TASKS TO PERFORM:
1. Reproduce the review word for word, from "Like Brass, Once" up to and including "though,’ Walsh admits.".
2. Decide whether each statement below agrees with the review, answering yes or no and quoting the words that settle it. (a) The novel is set in Warrington between 1975 and 1989. (b) Walsh says the novel is autobiographical. (c) Vincent is an intelligent, lovable tomboy.
── SELECTED EXTRACT
If Brass marked Walsh’s arrival as a voice, Once Upon a Time in England signals her emergence as a serious novelist. Where her debut was naked, angry, uncompromising and occasionally frantic, the follow-up is more focused, plot-driven, sensitive and romantic in places, if no less disturbing in others. A tale of ‘doomed love and its repercussions’ set in Walsh’s native Warrington from 1975–1989 against a backdrop of urban decay, poverty and rising subscription to the National Front, it follows the Fitzgerald family – Irish father and gifted soul singer Robbie, Malaysian mother Susheela and their mixed-race children Vincent and Ellie – as they struggle to survive. Beset by eternal misfortune, yet somehow still deeply passionate and aspirational, they’re a family who could etch themselves into the stoniest of hearts.
‘It came in the wake of my reading Theodore Dreiser’s An American Tragedy,’ she explains, of Once Upon a Time in England’s origins. ‘It’s that whole kind of stand-off between existentialism and fatalism; that fate is determined by environmental constraints and hereditary predispositions and that, in a sense, there’s no free will. I wanted to do that with the Fitzgeralds. Robbie and Susheela are doomed right from the very beginning.’ Within the first few pages Susheela has been subjected to a sickening, racially motivated sexual assault. It sets her young family on a slow downward trajectory over two decades. Robbie has to give up on his hopes of stardom and submit to a soul-destroying nine-to-five factory grind. Susheela, traumatised and disenchanted, grows distant from her husband and pines for Kuala Lumpur. Vincent is a talented writer, but also reclusive and effeminate and picked on for it, not least by his father. Ellie is an intelligent, lovable tomboy, but is lured off-piste by ecstasy.
Like Brass, Once Upon a Time in England is a deeply personal novel. Walsh’s mother too is Malaysian, and married to a musician. Together, they raised a mixed race son and daughter, ‘the only brown kids on an all white estate’, as Walsh puts it. It’s not autobiographical, she insists, but more so a fictionalised tale superimposed onto elements of her own reality. ‘There was a time towards the end when I think those boundaries did kind of blur though,’ Walsh admits.
Particularly in the case of Ellie, who experiences a spiritual awakening of sorts upon discovering acid house at the Warrington nightclub Legends, just as Walsh did in 1990. The scenes there are vivid and euphoric: a manifestation of the reverence in which the author holds her memories of the time. In the novel, the divergence from her reality comes when Ellie is shocked into realising how transient the experience is. Walsh clung on to watch acid house die ‘a very slow death of self-parody’, as the ‘pills got shite’ and the music found its way onto Top of the Pops.
────
── EXCERPTED RECORDS
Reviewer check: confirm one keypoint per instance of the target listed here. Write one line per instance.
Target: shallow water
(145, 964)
────
── EXCERPTED RECORDS
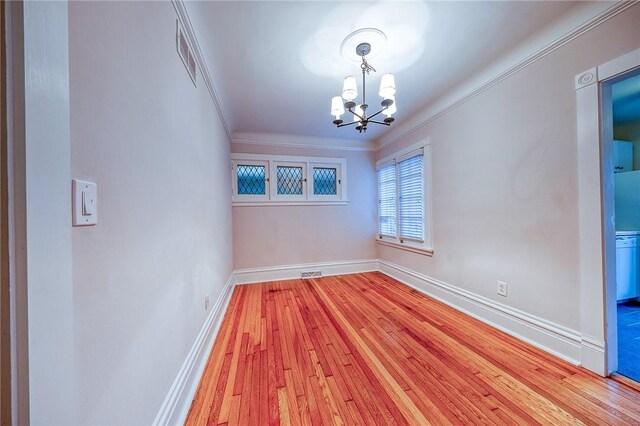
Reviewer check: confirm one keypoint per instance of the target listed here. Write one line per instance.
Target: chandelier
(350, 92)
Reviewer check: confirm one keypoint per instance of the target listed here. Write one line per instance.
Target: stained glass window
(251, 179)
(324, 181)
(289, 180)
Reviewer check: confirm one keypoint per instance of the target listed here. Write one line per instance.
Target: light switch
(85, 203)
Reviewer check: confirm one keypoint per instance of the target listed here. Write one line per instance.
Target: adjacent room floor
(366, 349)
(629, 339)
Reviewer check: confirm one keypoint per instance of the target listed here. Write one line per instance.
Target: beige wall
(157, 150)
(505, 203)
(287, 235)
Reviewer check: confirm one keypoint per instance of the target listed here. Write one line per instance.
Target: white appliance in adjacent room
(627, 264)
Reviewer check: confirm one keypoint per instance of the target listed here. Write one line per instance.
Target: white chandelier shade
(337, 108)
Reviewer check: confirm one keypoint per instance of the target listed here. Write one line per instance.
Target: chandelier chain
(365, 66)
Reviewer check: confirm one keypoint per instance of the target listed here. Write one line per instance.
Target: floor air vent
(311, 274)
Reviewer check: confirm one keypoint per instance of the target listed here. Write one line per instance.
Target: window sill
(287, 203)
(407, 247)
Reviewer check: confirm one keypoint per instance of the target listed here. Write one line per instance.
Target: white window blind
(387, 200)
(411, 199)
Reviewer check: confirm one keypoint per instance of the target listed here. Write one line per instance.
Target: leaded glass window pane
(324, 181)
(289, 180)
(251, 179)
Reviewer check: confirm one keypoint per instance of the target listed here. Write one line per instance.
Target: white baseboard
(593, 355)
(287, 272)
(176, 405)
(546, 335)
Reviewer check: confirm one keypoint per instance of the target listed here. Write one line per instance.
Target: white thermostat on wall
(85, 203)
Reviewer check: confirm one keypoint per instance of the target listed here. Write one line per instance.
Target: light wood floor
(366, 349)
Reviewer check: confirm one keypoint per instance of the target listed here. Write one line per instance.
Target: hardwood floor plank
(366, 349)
────
RESULTS IN ORDER:
1.
Like Brass, Once Upon a Time in England is a deeply personal novel. Walsh’s mother too is Malaysian, and married to a musician. Together, they raised a mixed race son and daughter, ‘the only brown kids on an all white estate’, as Walsh puts it. It’s not autobiographical, she insists, but more so a fictionalised tale superimposed onto elements of her own reality. ‘There was a time towards the end when I think those boundaries did kind of blur though,’ Walsh admits.

2.
(a) Yes: "set in Walsh’s native Warrington from 1975–1989"
(b) No: "It’s not autobiographical, she insists"
(c) No: "Ellie is an intelligent, lovable tomboy"